═══ PROVIDED INFORMATION

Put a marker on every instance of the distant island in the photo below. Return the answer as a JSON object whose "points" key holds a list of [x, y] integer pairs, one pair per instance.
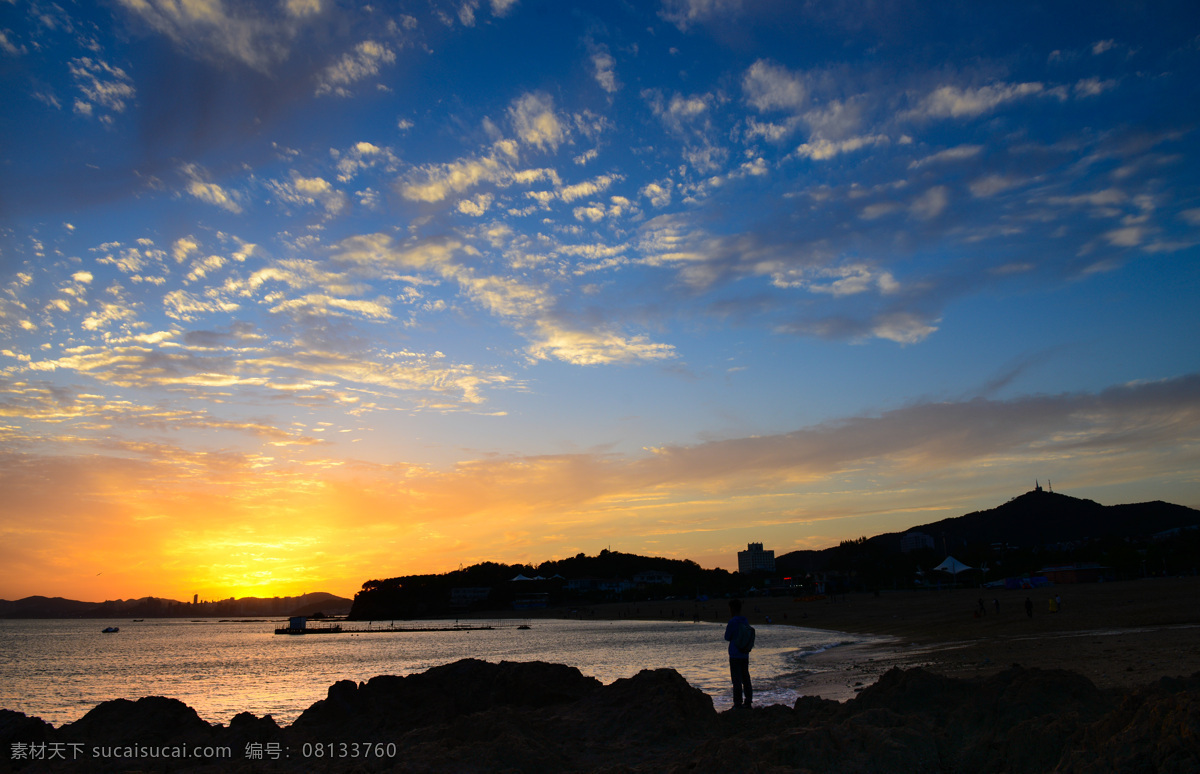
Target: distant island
{"points": [[1030, 534], [156, 607]]}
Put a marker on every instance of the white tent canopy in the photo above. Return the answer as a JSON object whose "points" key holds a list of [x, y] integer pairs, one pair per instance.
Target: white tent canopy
{"points": [[952, 565]]}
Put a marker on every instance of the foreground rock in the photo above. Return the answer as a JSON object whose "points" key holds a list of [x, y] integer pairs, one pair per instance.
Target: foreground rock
{"points": [[479, 717]]}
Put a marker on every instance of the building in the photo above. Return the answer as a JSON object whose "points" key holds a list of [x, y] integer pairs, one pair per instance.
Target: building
{"points": [[915, 540], [466, 597], [755, 559]]}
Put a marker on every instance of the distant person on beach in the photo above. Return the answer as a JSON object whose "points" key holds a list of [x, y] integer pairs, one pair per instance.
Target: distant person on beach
{"points": [[739, 661]]}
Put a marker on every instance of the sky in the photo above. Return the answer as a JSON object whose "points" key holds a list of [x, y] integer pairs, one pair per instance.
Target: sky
{"points": [[297, 294]]}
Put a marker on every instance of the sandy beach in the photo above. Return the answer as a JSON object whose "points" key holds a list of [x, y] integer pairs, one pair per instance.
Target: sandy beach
{"points": [[1117, 635], [969, 708]]}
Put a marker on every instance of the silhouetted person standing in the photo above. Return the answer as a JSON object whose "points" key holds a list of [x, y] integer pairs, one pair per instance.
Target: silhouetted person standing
{"points": [[739, 661]]}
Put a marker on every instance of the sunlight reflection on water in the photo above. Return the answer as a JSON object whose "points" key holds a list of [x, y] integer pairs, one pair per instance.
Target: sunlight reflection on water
{"points": [[58, 670]]}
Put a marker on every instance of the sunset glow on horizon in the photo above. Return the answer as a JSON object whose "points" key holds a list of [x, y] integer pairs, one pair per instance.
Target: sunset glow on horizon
{"points": [[298, 294]]}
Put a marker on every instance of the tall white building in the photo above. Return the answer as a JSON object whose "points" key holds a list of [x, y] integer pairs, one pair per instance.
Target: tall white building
{"points": [[755, 558]]}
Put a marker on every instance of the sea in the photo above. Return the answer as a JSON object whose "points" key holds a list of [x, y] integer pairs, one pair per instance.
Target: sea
{"points": [[58, 670]]}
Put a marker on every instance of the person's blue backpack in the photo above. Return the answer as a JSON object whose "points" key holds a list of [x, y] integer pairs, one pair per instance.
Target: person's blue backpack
{"points": [[744, 639]]}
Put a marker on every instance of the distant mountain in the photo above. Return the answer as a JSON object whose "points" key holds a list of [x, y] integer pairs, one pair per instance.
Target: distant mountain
{"points": [[1035, 522], [156, 607]]}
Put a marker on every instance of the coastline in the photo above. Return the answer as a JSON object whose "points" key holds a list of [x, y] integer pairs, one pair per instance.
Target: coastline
{"points": [[1119, 635]]}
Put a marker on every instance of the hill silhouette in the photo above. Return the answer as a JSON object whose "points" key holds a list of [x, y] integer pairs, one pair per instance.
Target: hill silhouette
{"points": [[1031, 531]]}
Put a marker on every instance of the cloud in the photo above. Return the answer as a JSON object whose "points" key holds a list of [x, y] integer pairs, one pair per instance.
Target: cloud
{"points": [[685, 13], [930, 204], [960, 153], [301, 191], [102, 85], [591, 347], [658, 192], [825, 149], [209, 192], [604, 70], [955, 102], [769, 87], [532, 309], [535, 123], [364, 61], [252, 34]]}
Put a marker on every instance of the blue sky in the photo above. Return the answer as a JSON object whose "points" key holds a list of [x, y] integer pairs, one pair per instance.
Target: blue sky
{"points": [[294, 294]]}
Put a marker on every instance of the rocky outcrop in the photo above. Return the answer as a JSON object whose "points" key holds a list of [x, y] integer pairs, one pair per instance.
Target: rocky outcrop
{"points": [[480, 717]]}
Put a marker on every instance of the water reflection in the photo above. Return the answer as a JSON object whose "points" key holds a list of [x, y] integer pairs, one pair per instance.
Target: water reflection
{"points": [[60, 669]]}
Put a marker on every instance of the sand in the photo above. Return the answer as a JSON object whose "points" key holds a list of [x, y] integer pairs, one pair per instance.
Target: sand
{"points": [[1119, 635]]}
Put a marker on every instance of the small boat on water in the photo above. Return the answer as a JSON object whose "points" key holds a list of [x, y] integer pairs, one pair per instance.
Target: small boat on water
{"points": [[299, 625]]}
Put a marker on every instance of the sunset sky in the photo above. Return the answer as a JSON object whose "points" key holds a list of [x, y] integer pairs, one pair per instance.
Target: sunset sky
{"points": [[295, 294]]}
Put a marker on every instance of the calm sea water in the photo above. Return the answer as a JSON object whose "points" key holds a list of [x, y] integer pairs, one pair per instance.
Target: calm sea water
{"points": [[58, 670]]}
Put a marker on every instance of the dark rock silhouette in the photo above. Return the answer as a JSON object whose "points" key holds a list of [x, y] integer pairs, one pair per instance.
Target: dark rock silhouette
{"points": [[479, 717]]}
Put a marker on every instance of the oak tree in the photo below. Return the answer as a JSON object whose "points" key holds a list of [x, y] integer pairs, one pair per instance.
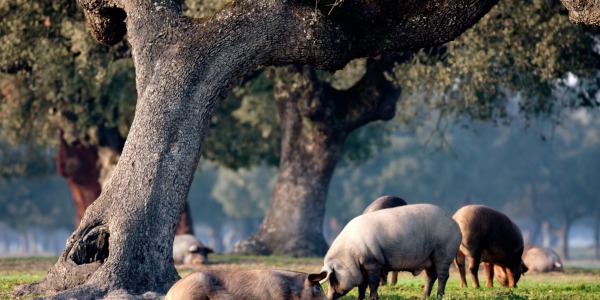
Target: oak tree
{"points": [[184, 67]]}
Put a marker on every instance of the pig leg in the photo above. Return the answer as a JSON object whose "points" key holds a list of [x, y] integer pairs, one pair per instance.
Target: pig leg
{"points": [[431, 278], [510, 276], [373, 276], [362, 288], [443, 275], [489, 274], [394, 278], [383, 280], [460, 266], [474, 268]]}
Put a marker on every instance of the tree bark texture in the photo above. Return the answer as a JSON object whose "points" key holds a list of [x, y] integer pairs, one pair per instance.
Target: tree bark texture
{"points": [[123, 245], [315, 120], [87, 168], [564, 237]]}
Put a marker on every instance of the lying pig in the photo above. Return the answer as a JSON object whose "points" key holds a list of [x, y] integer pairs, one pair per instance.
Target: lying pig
{"points": [[248, 284], [490, 237], [406, 238], [383, 203], [541, 259], [187, 249]]}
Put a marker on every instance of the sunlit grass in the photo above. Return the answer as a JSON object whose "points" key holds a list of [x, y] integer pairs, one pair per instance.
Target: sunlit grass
{"points": [[575, 283]]}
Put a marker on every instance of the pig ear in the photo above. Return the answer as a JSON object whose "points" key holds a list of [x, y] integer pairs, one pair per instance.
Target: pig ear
{"points": [[327, 270], [317, 277]]}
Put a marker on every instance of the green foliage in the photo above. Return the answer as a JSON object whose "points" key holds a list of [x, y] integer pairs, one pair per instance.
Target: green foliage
{"points": [[520, 48], [496, 166], [245, 193], [245, 129]]}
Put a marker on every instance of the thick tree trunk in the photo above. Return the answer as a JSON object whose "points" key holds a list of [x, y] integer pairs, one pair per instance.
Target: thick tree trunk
{"points": [[87, 168], [309, 154], [315, 120], [124, 242]]}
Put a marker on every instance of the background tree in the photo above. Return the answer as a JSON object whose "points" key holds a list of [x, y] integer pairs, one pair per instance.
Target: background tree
{"points": [[183, 69]]}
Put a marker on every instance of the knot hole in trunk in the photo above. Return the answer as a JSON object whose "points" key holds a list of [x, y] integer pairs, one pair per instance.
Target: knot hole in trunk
{"points": [[92, 247]]}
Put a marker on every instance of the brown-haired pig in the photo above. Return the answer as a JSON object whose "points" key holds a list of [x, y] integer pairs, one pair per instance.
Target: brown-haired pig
{"points": [[384, 202], [542, 259], [489, 236], [248, 284], [409, 238], [187, 249]]}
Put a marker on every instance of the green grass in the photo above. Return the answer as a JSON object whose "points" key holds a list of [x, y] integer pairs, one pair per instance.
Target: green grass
{"points": [[575, 283]]}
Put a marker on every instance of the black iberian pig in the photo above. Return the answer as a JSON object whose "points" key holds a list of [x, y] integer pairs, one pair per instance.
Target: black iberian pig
{"points": [[384, 202], [187, 249], [248, 284], [489, 236], [406, 238], [542, 259]]}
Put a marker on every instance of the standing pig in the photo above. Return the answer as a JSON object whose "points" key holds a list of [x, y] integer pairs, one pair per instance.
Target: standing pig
{"points": [[383, 203], [542, 259], [490, 237], [187, 249], [248, 284], [407, 238]]}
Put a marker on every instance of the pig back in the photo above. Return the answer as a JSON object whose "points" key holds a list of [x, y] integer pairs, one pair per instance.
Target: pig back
{"points": [[240, 284], [383, 203], [401, 238], [490, 233]]}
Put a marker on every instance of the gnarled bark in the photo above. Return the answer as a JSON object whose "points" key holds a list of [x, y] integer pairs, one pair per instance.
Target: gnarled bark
{"points": [[87, 168], [183, 69]]}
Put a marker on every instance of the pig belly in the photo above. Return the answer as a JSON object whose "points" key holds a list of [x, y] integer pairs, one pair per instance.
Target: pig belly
{"points": [[414, 266]]}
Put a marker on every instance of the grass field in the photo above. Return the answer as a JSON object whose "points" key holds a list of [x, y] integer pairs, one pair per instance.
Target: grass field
{"points": [[575, 283]]}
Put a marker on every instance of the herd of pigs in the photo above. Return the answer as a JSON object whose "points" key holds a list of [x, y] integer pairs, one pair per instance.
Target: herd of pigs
{"points": [[389, 236]]}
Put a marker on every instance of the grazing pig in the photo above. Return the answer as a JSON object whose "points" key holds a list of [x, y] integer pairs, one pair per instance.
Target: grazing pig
{"points": [[490, 237], [406, 238], [383, 203], [187, 249], [542, 259], [248, 284]]}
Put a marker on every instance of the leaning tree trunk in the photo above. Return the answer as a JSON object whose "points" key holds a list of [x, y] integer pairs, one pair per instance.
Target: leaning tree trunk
{"points": [[86, 169], [315, 120], [564, 237], [184, 67]]}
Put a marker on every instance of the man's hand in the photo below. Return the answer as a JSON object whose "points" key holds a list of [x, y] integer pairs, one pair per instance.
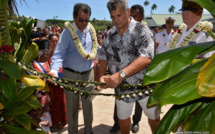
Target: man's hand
{"points": [[113, 81], [52, 74], [102, 79]]}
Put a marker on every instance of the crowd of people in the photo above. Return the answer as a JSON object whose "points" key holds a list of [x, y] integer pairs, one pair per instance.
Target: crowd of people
{"points": [[125, 50]]}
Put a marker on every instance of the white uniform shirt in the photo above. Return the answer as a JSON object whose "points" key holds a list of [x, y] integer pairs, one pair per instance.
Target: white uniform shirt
{"points": [[200, 38], [163, 38]]}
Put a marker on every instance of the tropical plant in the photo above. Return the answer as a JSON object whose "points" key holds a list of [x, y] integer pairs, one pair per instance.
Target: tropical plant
{"points": [[171, 9], [186, 83], [16, 96], [146, 3], [154, 6]]}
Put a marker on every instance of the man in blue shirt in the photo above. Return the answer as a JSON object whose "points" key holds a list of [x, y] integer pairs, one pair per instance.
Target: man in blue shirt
{"points": [[76, 48]]}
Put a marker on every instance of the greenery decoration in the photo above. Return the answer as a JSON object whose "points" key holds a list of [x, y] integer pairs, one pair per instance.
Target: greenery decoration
{"points": [[186, 83], [73, 84]]}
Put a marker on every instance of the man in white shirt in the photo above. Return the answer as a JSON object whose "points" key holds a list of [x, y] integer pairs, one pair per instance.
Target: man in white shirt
{"points": [[163, 38], [192, 31]]}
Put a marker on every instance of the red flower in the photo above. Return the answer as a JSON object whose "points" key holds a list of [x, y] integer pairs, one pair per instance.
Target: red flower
{"points": [[6, 49], [196, 31]]}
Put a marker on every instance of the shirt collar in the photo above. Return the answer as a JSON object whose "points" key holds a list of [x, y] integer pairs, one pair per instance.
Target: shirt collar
{"points": [[130, 28]]}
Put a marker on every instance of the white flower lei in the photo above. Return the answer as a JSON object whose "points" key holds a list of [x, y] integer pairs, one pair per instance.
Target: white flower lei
{"points": [[78, 43], [202, 26]]}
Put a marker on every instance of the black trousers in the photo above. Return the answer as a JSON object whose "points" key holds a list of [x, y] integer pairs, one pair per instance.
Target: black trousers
{"points": [[136, 117]]}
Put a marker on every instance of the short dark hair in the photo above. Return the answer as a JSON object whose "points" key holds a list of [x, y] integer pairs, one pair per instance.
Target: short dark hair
{"points": [[141, 9], [112, 4], [84, 7]]}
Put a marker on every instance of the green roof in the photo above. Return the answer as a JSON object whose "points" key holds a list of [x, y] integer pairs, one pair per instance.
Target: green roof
{"points": [[159, 19]]}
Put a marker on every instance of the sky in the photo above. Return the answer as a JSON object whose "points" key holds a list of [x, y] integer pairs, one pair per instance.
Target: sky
{"points": [[63, 9]]}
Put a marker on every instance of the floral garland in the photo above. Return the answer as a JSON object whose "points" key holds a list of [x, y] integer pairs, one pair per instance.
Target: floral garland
{"points": [[78, 43], [202, 26]]}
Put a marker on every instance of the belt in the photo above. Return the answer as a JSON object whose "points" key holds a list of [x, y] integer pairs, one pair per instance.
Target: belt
{"points": [[77, 72]]}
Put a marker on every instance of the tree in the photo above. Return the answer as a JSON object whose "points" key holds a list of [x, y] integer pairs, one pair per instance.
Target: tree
{"points": [[154, 6], [171, 9], [146, 3]]}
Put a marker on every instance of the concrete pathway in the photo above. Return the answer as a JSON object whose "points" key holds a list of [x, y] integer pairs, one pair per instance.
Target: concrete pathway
{"points": [[103, 107]]}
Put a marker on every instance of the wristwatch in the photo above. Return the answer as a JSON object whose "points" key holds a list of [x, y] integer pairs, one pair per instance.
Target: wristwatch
{"points": [[122, 74]]}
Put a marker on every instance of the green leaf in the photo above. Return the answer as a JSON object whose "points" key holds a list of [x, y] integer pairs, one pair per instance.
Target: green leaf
{"points": [[208, 4], [33, 102], [24, 93], [204, 119], [24, 120], [177, 114], [168, 64], [205, 80], [8, 86], [179, 89], [11, 69], [17, 130], [17, 110]]}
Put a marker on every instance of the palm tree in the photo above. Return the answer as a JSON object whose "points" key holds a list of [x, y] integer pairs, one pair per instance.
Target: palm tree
{"points": [[154, 6], [7, 7], [171, 9], [146, 3]]}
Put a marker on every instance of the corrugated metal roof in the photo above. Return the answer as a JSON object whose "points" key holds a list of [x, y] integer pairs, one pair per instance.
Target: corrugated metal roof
{"points": [[158, 19]]}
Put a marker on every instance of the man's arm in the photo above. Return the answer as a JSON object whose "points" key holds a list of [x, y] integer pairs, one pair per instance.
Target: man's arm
{"points": [[137, 65], [156, 45]]}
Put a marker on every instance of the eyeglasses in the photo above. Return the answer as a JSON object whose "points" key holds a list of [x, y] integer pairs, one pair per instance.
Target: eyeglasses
{"points": [[81, 20], [169, 22]]}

══════

**GOAL**: Recast the items from the line containing "Put a marker on every instance of the tree in" through the end of the items as a two-column CSV with the columns item_text and answer, one row per item. Put each item's text and its answer in a single quoted field, replacing line breaks with spaces.

**RESPONSE TO THIS TASK**:
item_text,answer
"Put a marker on every instance of the tree in the photo above. Return the answer as a JSON object whose ""points"" key holds a list of [x, y] integer pairs, one pair per instance. Target: tree","{""points"": [[154, 6], [171, 9], [146, 3]]}"
"Put a marker on every instance of the concrete pathway in the photo above. Return the answer as a JSON object whose ""points"" key holds a list of [x, y] integer pairs, one pair per instance. Target: concrete pathway","{""points"": [[103, 107]]}"
"Put a marker on every instance of the wristwatch in the photo above. Return the answer as a JSON object whose ""points"" key holds a list of [x, y] integer pairs, one pair per instance. Target: wristwatch","{""points"": [[122, 74]]}"
"Put a marker on every instance of the green leaf in the photo above. Return the answer as a JSON object whose ""points"" key holds a list of [x, y] integer pairs, one pair per instance. Target: green leaf","{""points"": [[208, 4], [33, 102], [24, 93], [204, 119], [24, 120], [177, 114], [168, 64], [205, 80], [8, 86], [179, 89], [11, 69], [17, 130], [17, 110]]}"
"Put a marker on every instance of the palm tree in the photo above. Return the answer as a JSON object whose ""points"" key holds a list of [x, y] integer pairs, one pair per instance. Target: palm tree","{""points"": [[154, 6], [7, 7], [171, 9], [146, 3]]}"
"Put a marker on every instance of the corrugated metal roof in the photo above. Return the answer as a JSON object whose ""points"" key holds a list of [x, y] integer pairs, one pair per instance. Target: corrugated metal roof","{""points"": [[158, 19]]}"
"Put a marker on every instance of the man's arm in the photo above. Return the answer as a JSON object whose ""points"" key holds a list of [x, y] integer pairs, one pair per instance. Target: man's arm","{""points"": [[137, 65], [156, 45]]}"
"Put a marker on every instance of the eyeglasses in the photo above. Return the answer as a JSON object whose ""points"" key holds a list of [x, y] integer pairs, one pair per instance. Target: eyeglasses","{""points"": [[81, 20], [169, 22]]}"